#### [SET EXERCISE]
Copy out the rows below, unchanged, from the line that contains "Each instance of the elbow" through the line that contains "[(174, 19)]", both included.

#### [STORED ROWS]
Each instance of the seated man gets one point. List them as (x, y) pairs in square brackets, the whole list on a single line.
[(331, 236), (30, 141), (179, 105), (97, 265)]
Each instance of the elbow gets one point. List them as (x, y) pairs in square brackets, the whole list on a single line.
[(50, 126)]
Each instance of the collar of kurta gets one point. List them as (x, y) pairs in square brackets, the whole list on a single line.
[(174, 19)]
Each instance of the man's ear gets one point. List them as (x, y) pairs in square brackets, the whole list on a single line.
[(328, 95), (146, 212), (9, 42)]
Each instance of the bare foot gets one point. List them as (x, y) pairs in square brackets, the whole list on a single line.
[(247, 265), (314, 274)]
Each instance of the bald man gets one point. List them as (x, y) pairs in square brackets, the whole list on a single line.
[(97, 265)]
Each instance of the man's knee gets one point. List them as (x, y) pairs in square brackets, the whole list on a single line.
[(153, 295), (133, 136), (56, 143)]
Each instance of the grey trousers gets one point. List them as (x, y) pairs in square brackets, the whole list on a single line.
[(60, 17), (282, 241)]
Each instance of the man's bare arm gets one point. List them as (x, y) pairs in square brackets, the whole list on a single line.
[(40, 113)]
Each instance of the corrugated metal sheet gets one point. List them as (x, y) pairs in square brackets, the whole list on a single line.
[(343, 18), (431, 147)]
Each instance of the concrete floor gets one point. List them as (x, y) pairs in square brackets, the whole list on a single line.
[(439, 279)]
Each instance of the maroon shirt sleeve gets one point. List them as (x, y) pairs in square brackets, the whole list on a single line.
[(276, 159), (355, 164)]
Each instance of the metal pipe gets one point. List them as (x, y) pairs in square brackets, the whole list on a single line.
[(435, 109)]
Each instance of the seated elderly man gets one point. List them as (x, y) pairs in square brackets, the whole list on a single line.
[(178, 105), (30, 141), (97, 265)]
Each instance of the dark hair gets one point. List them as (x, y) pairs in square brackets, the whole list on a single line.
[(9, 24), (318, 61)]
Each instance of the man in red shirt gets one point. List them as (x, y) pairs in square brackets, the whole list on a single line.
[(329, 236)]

#### [ANSWER TO THIS EXERCISE]
Each instance of the elbow gets one point. List them as (x, y) pairs in square brackets, the whole list on a single line.
[(50, 126)]
Each instance of the collar of kurta gets one point. List them as (x, y) pairs in square brackets, the whole list on a single line.
[(174, 19)]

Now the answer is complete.